Point labeling dataset excerpts
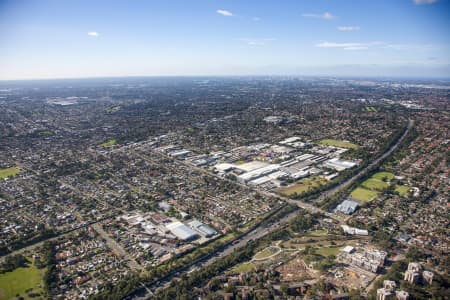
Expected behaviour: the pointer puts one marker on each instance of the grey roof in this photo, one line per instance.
(181, 231)
(202, 228)
(347, 207)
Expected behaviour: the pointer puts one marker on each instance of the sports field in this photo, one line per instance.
(9, 172)
(364, 194)
(381, 175)
(109, 143)
(374, 184)
(402, 189)
(303, 185)
(338, 143)
(21, 280)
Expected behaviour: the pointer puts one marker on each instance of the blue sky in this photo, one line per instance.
(79, 38)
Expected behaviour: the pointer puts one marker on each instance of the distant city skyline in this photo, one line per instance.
(75, 39)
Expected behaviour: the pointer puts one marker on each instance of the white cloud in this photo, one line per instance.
(224, 12)
(257, 42)
(425, 1)
(376, 45)
(410, 47)
(347, 46)
(325, 15)
(349, 28)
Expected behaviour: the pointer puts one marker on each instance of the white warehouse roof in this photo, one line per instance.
(181, 231)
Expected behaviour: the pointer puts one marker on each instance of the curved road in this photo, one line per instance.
(263, 230)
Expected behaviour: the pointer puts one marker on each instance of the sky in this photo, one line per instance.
(101, 38)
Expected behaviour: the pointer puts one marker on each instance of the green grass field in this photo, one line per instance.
(9, 172)
(321, 232)
(327, 251)
(374, 184)
(269, 251)
(402, 189)
(370, 109)
(244, 267)
(113, 109)
(338, 143)
(109, 143)
(302, 186)
(20, 280)
(381, 175)
(364, 194)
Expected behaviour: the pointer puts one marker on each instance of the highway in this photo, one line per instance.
(263, 230)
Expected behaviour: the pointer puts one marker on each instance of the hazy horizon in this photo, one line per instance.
(83, 39)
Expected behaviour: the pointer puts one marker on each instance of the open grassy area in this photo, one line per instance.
(402, 189)
(269, 251)
(113, 109)
(364, 194)
(321, 232)
(20, 280)
(244, 267)
(327, 251)
(370, 109)
(302, 186)
(9, 172)
(381, 175)
(109, 143)
(374, 184)
(338, 143)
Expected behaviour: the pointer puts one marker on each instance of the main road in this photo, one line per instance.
(262, 230)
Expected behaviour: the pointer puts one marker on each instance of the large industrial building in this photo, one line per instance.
(182, 231)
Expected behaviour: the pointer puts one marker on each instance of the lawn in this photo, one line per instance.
(374, 184)
(321, 232)
(109, 143)
(327, 251)
(371, 109)
(364, 194)
(402, 189)
(269, 251)
(113, 109)
(338, 143)
(302, 186)
(20, 280)
(381, 175)
(9, 172)
(244, 267)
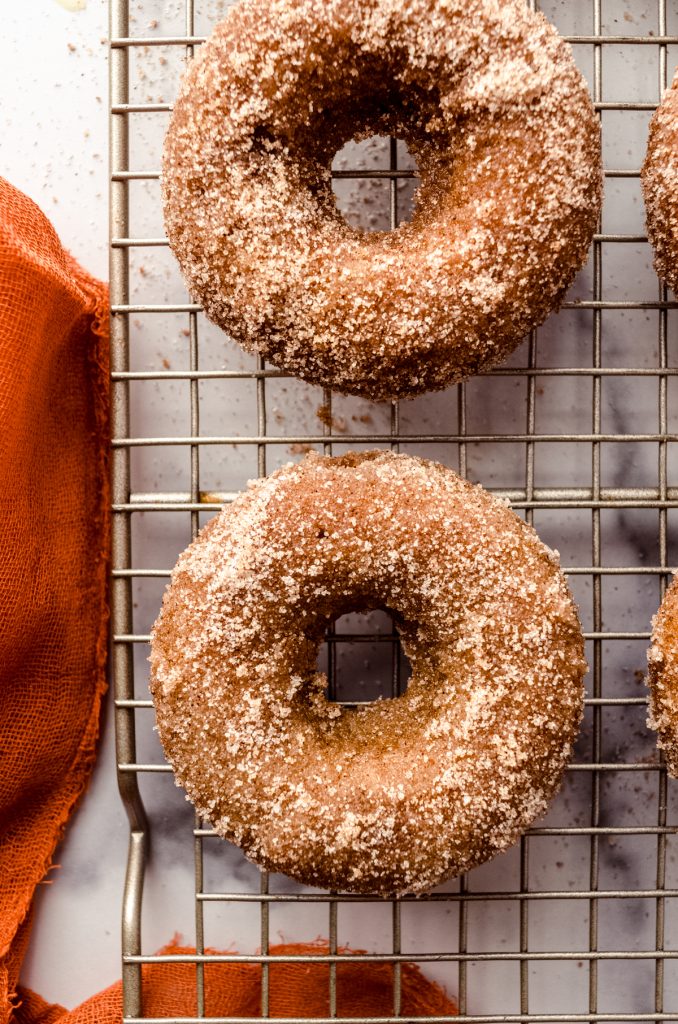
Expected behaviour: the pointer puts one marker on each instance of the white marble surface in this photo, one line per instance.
(54, 135)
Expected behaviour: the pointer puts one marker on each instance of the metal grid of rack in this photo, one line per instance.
(587, 505)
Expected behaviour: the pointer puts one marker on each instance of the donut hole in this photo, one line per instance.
(370, 190)
(364, 659)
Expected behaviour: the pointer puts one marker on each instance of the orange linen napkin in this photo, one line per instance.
(235, 990)
(53, 551)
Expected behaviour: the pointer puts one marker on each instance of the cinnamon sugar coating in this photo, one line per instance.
(660, 184)
(490, 101)
(663, 678)
(399, 795)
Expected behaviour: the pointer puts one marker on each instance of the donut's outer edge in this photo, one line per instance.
(569, 678)
(269, 313)
(659, 178)
(663, 677)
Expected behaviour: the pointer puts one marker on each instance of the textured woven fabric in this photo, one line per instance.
(235, 990)
(53, 551)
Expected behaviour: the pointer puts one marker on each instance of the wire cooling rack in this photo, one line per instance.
(579, 922)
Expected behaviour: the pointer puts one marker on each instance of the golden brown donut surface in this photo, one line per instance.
(660, 183)
(489, 99)
(663, 677)
(401, 794)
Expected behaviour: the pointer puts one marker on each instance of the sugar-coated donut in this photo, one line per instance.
(660, 184)
(401, 794)
(663, 677)
(489, 99)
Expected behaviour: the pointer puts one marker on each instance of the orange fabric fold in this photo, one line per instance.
(53, 552)
(235, 990)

- _What is expected_
Repeat exactly the lines above, starting with the line that contains "of the metal" and ending with the last line, both included, and nothing else.

- _Written response_
Expected behaviour: the pointer puts one marker on each instance of the metal grid of rack in this photo, one line per instance.
(587, 505)
Expected behaviour: the pointer puts one marker on each instance of the donut hole in this photo, one line per instance.
(370, 190)
(364, 659)
Expected behaviour: the pointer puts one marker on each instance of the orange linen napkin in this photo, one line per instance.
(235, 990)
(53, 551)
Expected behaviour: the pointer puts one marker on each instance of the cinnamon sugar coating in this photo, one line per instance.
(660, 184)
(490, 101)
(663, 678)
(399, 795)
Expected behaviour: the pointer puts one marker on each instance of the donut's outer edge in this photo, one line per instance.
(569, 678)
(269, 313)
(659, 178)
(663, 677)
Expected behaviour: the pointer puts one marker on each instance of the textured woven fabric in this photo, one line per instance.
(235, 990)
(53, 551)
Expected behaviour: the pointer puts one marker on each instance of the wire cooling rack in this photo, one line per instance.
(579, 922)
Expected behaviour: the pointer puts one marker on each instance of the golden brown donut surface in this photo, one line per instance.
(660, 183)
(489, 99)
(663, 677)
(401, 794)
Expected behaviour: the pointer puts one marker on each instance of the sugar-coated donut in this photo, one line per instance.
(660, 184)
(401, 794)
(663, 677)
(489, 99)
Expected behaviour: the pointer puts one marker on each instance of the orange fabric fold in this photo, one line per instance.
(53, 552)
(235, 990)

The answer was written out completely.